**QUELLDOKUMENT:**

——

Eine Mitgliedschaft in einem anderen Clan oder Spielergemeinschaft ist nicht gestattet!​
Ein Headset und das Programm Teamspeak sind Pflicht.​
Jeder neue Member wird als Trial-Member für 6 Wochen geführt damit wir sehen können wie er sich im Spiel gegenüber anderen Mitspielern verhält! Und ob er sich bemüht auf der Page und im Forum aktiv mitmacht.​
Trailmember können sich der Unterstützung aller festen Mitglieder sicher sein.​
Trials die länger als 7 Tage Abwesend sind ohne das sie in der Abwesendheitsliste stehen werden aus dem Clan entlassen.​


*§ 3 Clantag*​

Die Members / Trials haben sich als solche zu identifizieren und den Clantag vor dem Namen zu tragen. Pflicht in jedem Spiel, für jeden Member. Der Clantag lautet: [PCGHX]​


*§ 4 Abwesenheit / Inaktivität*​

Abwesenheiten ab 1 Woche sind im dafür vorgesehenen Forum anzumelden. Abwesenheitseinträge die 4 Wochen überschreiten müssen vorher mit der Clanleitung besprochen werden.​
Sollte ein Spieler länger als eine Woche keine Zeit oder Möglichkeit haben das Teamspeak und die Homepage zu besuchen, so ist eine Abmeldung in der Abwesendheitsliste notwendig.. Sollte keine Abmeldung erfolgen, so erfolgt eine Anfrage per E-Mail. Nach einer nicht erfolgten Rückmeldung innerhalb von 72 Stunden, erfolgt ein Ausschluss aus dem Clan.​
Es besteht eine selbständige Informationspflicht im Bezug auf E-Mails und PM um die 72h Frist (siehe oben) einhalten zu können.​


*§ 5 Forum*​

Der interne Bereich, die Clan-Page und die News sind regelmäßig zu besuchen. Foren- und Teamspeakaktivität ist erwünscht​

.
*§ 6 Teamspeak*​

Willkürliches Channelbauen ist im TS nicht erlaubt.​
Neue Channels sind mit der Clanleitung festzulegen.​
Eine Registration von regelmäßig erscheinenden Gästen ist der Clanleitung mitzuteilen.​


*§ 7 Besprechungen*​

Das An- oder Abmelden bei Besprechungen ( egal ob Clanbesprechung oder Squadbesprechung ) ist Pflicht. Wer sich zu Besprechungen nicht im dazugehörigen Clanwareintrag einträgt (Forum wird nicht berücksichtigt) bekommt eine Verwarnung. Nach 3 Verwarnungen kommt es zum Ausschluss aus dem Clan.​
Wichtige Entscheidungen werden grundsätzlich von der Mehrheit des Managements getroffen, mit mindestens 51% der Stimmen. Feedback kann sowohl im Forum als auch direkt an ein Mitglied des Managements gerichtet werden.​


*§ 8 Intern*​

Internes, wie Passwörter, Taktiken oder sonstiges sind geheim zu halten. Verstöße können den Ausschluss zur Folge haben.​
Interne Meinungsverschiedenheiten werden grundsätzlich und ausschließlich INTERN geklärt.​


*§ 9 Ausscheiden aus dem Clan*​

Jeder Member kann ohne Angabe eines Grundes den Clan jederzeit verlassen.Eine kurze Nachricht an einen der Mitglieder des Managements genügt.​
Wer über das Forum seine Verabschiedung bekannt gibt, ist kein Clanmember mehr. Ein ständiges hin und her gibt es dann nicht mehr. Bevor man etwas schreibt sollte man sich über die Konsequenzen bewusst sein.​


*§ 10 Verstoß gegen die Clanregeln*​

Verstöße gegen die Clanregeln haben Strafen zur Folge. Die Strafe hängt von der Größe des Vergehens ab. Auch ein Ausschluss aus dem Clan kann möglich sein.​


----------

——

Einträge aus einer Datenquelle
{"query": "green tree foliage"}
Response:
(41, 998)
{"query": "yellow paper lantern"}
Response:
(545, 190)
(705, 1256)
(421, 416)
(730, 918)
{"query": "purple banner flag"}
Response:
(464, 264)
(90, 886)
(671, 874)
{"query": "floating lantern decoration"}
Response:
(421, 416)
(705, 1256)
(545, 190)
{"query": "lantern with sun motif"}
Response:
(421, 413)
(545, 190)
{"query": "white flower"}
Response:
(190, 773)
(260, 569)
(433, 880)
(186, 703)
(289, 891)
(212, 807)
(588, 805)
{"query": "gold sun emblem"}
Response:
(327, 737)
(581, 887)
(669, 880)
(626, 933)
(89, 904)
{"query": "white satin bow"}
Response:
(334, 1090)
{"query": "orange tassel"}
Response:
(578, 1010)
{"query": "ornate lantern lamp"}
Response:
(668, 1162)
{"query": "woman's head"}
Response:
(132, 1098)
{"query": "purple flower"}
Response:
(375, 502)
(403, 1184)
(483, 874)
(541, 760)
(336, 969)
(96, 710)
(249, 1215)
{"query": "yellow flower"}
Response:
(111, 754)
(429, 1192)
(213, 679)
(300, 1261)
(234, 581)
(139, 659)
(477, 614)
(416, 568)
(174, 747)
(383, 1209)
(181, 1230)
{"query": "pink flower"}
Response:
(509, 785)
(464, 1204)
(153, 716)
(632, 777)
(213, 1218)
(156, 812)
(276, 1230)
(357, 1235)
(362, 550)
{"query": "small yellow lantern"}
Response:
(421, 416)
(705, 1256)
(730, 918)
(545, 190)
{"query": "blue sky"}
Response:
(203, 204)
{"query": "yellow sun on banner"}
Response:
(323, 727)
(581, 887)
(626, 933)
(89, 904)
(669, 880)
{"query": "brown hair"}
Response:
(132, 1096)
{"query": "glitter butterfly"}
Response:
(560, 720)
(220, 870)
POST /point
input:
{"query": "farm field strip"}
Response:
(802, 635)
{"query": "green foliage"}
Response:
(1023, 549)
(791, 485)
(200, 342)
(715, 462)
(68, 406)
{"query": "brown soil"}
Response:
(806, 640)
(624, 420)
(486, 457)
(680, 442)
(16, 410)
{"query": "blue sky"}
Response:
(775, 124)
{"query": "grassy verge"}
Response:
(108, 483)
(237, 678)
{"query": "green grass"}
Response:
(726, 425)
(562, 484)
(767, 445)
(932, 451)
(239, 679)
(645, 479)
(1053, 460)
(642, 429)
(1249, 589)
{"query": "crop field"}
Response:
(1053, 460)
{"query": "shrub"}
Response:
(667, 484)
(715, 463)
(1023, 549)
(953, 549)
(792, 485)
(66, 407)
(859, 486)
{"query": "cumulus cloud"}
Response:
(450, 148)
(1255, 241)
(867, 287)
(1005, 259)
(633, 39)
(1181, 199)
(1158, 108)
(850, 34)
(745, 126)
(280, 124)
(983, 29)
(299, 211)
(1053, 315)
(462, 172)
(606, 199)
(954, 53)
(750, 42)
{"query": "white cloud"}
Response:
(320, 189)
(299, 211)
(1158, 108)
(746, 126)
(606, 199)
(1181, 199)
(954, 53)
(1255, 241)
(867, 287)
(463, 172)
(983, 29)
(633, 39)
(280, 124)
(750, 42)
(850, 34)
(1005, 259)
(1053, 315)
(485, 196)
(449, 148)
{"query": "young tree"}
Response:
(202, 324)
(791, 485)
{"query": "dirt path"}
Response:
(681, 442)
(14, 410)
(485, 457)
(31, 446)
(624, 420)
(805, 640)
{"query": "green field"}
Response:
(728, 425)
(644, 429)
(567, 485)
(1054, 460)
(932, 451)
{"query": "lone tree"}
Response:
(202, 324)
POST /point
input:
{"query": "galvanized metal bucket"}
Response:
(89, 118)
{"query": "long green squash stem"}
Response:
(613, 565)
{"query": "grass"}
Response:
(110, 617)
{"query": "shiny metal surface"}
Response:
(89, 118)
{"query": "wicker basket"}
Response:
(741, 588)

——

**DEINE AUFGABEN:**
**a)** Übersetze den Satz „Ein Headset und das Programm Teamspeak sind Pflicht.“ aus den Clanregeln ins Englische.
**b)** Liste alle Zeilen der Datensätze auf, in denen die Zeichenfolge „green“ vorkommt.

**ERGEBNISSE JE AUFGABE:**
**a)** A headset and the Teamspeak program are mandatory.

**b)**
{"query": "green tree foliage"}
{"query": "green foliage"}
{"query": "green grass"}
{"query": "green field"}
{"query": "long green squash stem"}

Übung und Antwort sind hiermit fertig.